- [Document extract]
>>

Just for curiosity, I am a diabetic and I was wondering if humans would suffer from the same ilness if they were on other planets? Does the climate on other planets help the immune system? Will there be some new health problems?
Human diseases come from many causes.
Intrinsic: Some diseases are due to failures of the human body: mutations (probably most cancers), many auto-immune diseases (including diabetes, alas!), and diseases stemming from old injuries. There's no reason to think they'll be any different off-Earth.
Environmental: Cancers caused by radiation, poisoning due to effects of the environment, sunburn, etc. will go up or down depending on the local environment. It's easy to imagine habitable planets where nonetheless some of these diseases are more common. (UV and radiation in general are expected to be more of an issue on Mars, for instance.) Differences in gravity have already been shown to cause developmental changes that can alter health.
Bacterial and viral: What happens here depends on what we take along with us. We have wiped out smallpox and are close to wiping out some other diseases. It's reasonable to expect that quite a few pathogens can be prevented from emigrating to new planets along with people.
Zoonotic: Some diseases -- possibly most diseases if you go back far enough -- originally jumped to humans from animals where they are endemic in the wild population. (Ebola, for instance, almost certainly comes from an animal reservoir. HIV jumped to humans fifty or seventy-five years ago. Influenza may have come to us from birds.) It seems highly unlikely that we'll bring wild populations with us without eliminating any diseases that they carry. (Eventually, new diseases will evolved of course, but not quickly.)
Alien: It seems very unlikely that alien diseases will affect us -- our biologies will be too different -- but we can confidently expect that if their biology is at all like ours we'll be allergic to a great many of their proteins.
It's more likely there would be new challenges for the immune system, related to the completely new aggression for which it has no experience at all.
Just imagine what happened to people in America and Australia when first met illness brought by western invaders.
Climate will also influence how the organism will react: i.e. if one is weakened by prolonged exposure to cold, it's easier to get lung related sickness.
This for illness induced by an external agent. For those related to body ageing or malfunctioning (think auto-immune diseases or simply growing old) I think it is more likely that a new planet and its climate will at best do nothing, at worst it will kill us faster.
My reasoning for this is that our body has been optimized for what we have on Earth (gravity, pressure, light, temperature, oxygen, etc.) Any change to this will have effects on the short and on the long term. On the short term we know something from some studies (like oxygen toxicity or gravity deprivation), on the long term we can only speculate.

<<

- [Work instructions] According to the discussion of human illness on other planets, on which planet are UV and radiation expected to be more of an issue?

- [Recorded data]
>>

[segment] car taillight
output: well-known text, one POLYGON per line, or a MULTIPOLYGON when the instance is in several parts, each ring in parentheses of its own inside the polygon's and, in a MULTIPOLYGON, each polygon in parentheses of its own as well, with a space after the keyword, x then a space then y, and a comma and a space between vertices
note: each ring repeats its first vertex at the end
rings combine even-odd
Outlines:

<<
>>

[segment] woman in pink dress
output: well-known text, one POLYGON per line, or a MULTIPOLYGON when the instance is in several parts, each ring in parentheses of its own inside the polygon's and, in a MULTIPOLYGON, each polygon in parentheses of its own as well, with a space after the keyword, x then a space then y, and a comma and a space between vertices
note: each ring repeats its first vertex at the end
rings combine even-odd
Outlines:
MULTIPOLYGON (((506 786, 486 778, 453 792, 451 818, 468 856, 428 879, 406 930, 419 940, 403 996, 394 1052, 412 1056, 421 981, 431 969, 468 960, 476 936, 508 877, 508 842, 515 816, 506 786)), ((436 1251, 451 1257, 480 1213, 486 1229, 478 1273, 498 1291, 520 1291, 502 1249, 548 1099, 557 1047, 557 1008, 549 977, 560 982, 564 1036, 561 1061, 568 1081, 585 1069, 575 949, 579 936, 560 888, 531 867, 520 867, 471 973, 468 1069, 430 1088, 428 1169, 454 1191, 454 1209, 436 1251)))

<<
>>

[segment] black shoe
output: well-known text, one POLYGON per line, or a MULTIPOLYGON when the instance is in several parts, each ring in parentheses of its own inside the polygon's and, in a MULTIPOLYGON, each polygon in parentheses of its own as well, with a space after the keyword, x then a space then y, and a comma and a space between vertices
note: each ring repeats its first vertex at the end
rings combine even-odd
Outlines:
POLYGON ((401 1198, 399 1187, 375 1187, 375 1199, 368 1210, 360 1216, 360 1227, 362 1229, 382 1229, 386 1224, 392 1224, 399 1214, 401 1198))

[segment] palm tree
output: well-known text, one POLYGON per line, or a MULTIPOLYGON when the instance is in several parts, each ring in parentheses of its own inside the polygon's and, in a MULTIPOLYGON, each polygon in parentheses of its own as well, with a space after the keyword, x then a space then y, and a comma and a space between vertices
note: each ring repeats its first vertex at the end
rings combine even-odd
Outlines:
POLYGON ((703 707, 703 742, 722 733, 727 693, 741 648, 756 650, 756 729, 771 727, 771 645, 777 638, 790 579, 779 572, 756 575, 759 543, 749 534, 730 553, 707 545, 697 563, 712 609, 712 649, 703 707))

<<

- [Answer section] Mars